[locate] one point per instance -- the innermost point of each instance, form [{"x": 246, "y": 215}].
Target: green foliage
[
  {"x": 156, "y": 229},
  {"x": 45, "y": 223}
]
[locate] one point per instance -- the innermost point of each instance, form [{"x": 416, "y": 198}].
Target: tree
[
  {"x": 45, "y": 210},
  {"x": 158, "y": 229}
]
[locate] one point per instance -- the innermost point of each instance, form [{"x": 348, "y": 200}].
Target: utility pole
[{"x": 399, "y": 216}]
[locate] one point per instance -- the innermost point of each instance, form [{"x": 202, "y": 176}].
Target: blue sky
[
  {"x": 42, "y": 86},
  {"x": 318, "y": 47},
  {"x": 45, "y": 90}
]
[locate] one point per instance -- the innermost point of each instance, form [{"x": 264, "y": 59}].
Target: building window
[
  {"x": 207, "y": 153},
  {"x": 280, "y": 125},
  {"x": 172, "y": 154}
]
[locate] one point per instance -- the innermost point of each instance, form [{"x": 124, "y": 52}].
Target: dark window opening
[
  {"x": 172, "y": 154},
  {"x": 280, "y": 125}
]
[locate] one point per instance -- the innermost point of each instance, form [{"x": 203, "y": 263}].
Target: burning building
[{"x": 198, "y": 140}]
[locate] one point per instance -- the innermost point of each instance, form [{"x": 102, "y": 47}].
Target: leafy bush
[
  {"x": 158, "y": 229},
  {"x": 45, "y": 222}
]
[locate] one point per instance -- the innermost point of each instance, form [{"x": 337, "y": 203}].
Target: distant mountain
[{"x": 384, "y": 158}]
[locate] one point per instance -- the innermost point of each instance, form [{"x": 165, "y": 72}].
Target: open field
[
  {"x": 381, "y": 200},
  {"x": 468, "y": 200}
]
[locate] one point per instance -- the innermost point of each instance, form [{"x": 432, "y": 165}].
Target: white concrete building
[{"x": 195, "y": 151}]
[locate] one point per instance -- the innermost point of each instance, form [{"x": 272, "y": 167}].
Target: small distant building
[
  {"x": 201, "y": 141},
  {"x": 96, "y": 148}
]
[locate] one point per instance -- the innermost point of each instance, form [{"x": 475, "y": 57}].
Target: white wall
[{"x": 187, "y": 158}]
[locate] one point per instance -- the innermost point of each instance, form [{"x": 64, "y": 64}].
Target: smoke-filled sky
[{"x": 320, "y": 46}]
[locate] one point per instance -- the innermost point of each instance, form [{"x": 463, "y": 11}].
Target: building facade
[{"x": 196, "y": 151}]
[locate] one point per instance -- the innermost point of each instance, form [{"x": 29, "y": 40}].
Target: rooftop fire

> _What the task asks_:
All entries above should be duplicated exactly, none omitted.

> _Result of the task_:
[locate] one point per instance -- the innermost point of each instance, form [{"x": 246, "y": 215}].
Target: green foliage
[
  {"x": 156, "y": 229},
  {"x": 45, "y": 223}
]
[locate] one point per instance -- the innermost point of each instance, form [{"x": 416, "y": 198}].
Target: tree
[
  {"x": 45, "y": 210},
  {"x": 158, "y": 229}
]
[locate] one point per instance -- the innermost point of each instance, form [{"x": 348, "y": 200}].
Target: utility pole
[{"x": 399, "y": 216}]
[locate] one point per instance -- the innermost point of each instance, form [{"x": 202, "y": 176}].
Target: blue sky
[
  {"x": 42, "y": 86},
  {"x": 318, "y": 47},
  {"x": 45, "y": 90}
]
[locate] one point per instance -- the innermost point of each instance, form [{"x": 264, "y": 59}].
Target: building window
[
  {"x": 207, "y": 153},
  {"x": 280, "y": 125},
  {"x": 172, "y": 154}
]
[locate] one point per instance -- the innermost point of each instance, form [{"x": 124, "y": 52}].
Target: dark window opening
[
  {"x": 172, "y": 154},
  {"x": 280, "y": 125}
]
[locate] one point per instance -- the innermost point of each instance, form [{"x": 203, "y": 263}].
Target: burning building
[{"x": 198, "y": 140}]
[locate] one point per instance -- the innermost point of each instance, form [{"x": 102, "y": 47}].
Target: leafy bush
[
  {"x": 158, "y": 229},
  {"x": 45, "y": 222}
]
[locate] one point per instance -- the innermost point of each instance, form [{"x": 337, "y": 203}].
Target: distant mountain
[{"x": 384, "y": 158}]
[locate] one point per instance -- the innermost point of each instance, form [{"x": 165, "y": 72}].
Target: open field
[
  {"x": 381, "y": 200},
  {"x": 468, "y": 200}
]
[locate] one point per instance -- the innermost point of each instance, form [{"x": 432, "y": 165}].
Target: white concrete building
[{"x": 195, "y": 151}]
[locate] one point per instance -- the innermost point of each instance, form [{"x": 272, "y": 167}].
Target: small distant building
[
  {"x": 201, "y": 141},
  {"x": 96, "y": 148}
]
[locate] one point per instance -- the innermost point of each instance, form [{"x": 475, "y": 57}].
Target: white wall
[{"x": 187, "y": 158}]
[locate] one point per instance -- the innermost point of each instance, form [{"x": 64, "y": 64}].
Target: smoke-filled sky
[{"x": 320, "y": 46}]
[locate] one point per instance -- the innermost point of each instance, form [{"x": 463, "y": 11}].
Target: building facade
[{"x": 196, "y": 151}]
[locate] one point per instance -- the innermost point of each instance, form [{"x": 29, "y": 40}].
Target: rooftop fire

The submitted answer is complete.